=== RECORDED INFORMATION ===

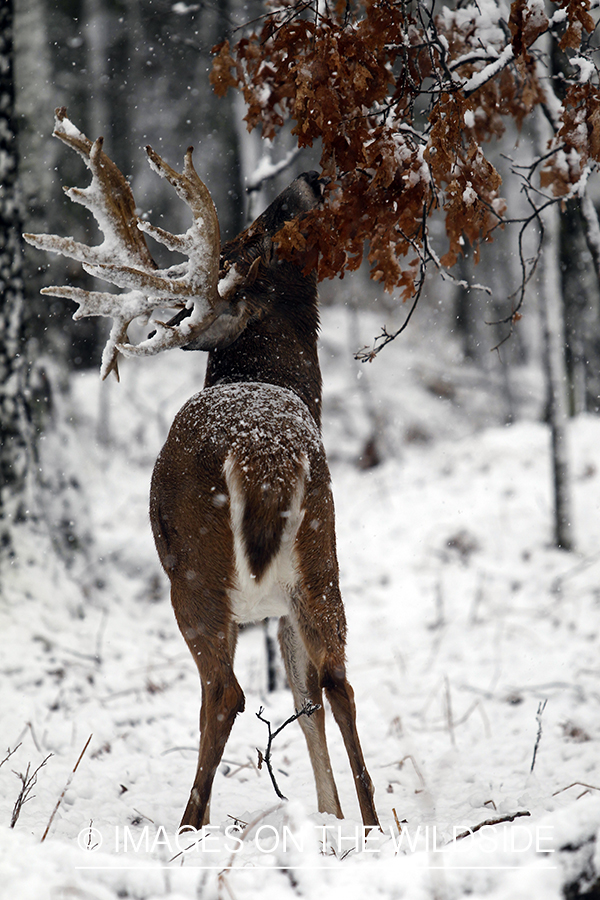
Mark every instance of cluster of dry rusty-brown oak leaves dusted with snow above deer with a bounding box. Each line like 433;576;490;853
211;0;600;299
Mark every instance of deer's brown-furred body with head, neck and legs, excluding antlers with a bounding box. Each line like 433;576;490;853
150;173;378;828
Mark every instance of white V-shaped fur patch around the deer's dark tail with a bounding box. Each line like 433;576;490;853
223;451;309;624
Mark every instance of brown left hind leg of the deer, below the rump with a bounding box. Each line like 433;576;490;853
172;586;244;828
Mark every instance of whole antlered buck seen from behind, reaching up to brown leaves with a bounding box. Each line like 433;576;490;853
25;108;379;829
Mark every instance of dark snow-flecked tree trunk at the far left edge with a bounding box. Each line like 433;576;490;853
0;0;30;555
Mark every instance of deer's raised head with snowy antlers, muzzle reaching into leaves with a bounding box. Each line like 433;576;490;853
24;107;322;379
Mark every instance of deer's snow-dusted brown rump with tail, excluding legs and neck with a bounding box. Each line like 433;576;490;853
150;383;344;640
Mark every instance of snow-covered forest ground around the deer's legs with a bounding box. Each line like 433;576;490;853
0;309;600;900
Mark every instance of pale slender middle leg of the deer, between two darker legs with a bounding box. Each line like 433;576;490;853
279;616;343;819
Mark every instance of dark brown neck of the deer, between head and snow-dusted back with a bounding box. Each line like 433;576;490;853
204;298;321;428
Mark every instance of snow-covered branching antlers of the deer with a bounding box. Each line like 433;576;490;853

===
=== RECORDED INFORMATION ===

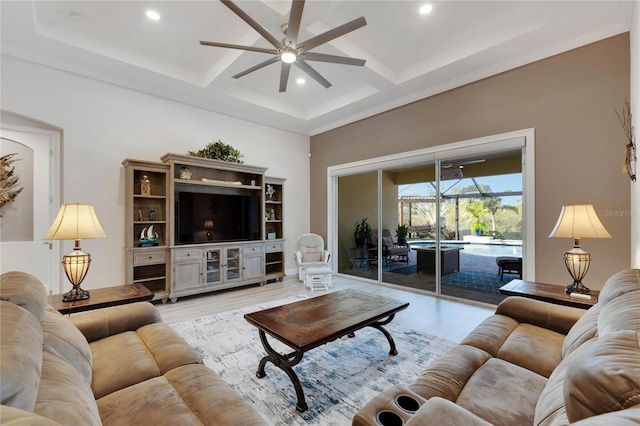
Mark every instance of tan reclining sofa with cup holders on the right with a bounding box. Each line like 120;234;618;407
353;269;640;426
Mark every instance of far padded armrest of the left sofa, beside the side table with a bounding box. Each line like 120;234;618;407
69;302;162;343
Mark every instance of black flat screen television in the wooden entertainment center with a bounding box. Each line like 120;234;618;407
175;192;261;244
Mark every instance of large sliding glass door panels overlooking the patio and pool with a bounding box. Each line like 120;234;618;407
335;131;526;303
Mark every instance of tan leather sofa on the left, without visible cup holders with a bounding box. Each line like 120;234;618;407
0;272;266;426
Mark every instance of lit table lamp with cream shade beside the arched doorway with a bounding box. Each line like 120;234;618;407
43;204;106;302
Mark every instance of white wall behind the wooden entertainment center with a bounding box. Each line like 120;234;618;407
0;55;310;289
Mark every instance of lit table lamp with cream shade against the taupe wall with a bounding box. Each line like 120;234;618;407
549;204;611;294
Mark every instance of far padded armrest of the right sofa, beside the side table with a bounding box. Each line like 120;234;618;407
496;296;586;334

===

_WHAT YOU SHOULD DO_: The required output is the stretch of entries above from the line containing "Mark every instance of whole" through the line containing "Mark every instance of snow-covered branching", reproduced exactly.

_SOLVED EXERCISE_:
Mark every instance of whole antlered buck seen from behind, reaching up to brown leaves with a bounding box. Each line like 433;576;490;853
25;108;379;829
Mark every instance of dark snow-flecked tree trunk at the far left edge with a bounding box. Each line like 433;576;490;853
0;0;30;555
Mark every instance of deer's raised head with snowy antlers, muzzle reaching into leaves with a bounding box. Each line like 433;576;490;853
24;107;322;379
Mark every instance of deer's snow-dusted brown rump with tail, excluding legs and neck with a bounding box. Each line like 433;576;490;853
150;383;344;640
Mark every instance of snow-covered forest ground around the deer's legs with a bounding box. Each line like 433;576;490;853
0;309;600;900
Mark every instance of pale slender middle leg of the deer, between two darker legs with a bounding box. Each line like 433;576;490;853
279;616;343;819
Mark every instance of dark brown neck of the deer, between head and snow-dusted back with a bounding box. Each line like 433;576;490;853
204;298;321;428
Mark every instance of snow-covered branching antlers of the deer with a bounding box. Each line like 433;576;490;853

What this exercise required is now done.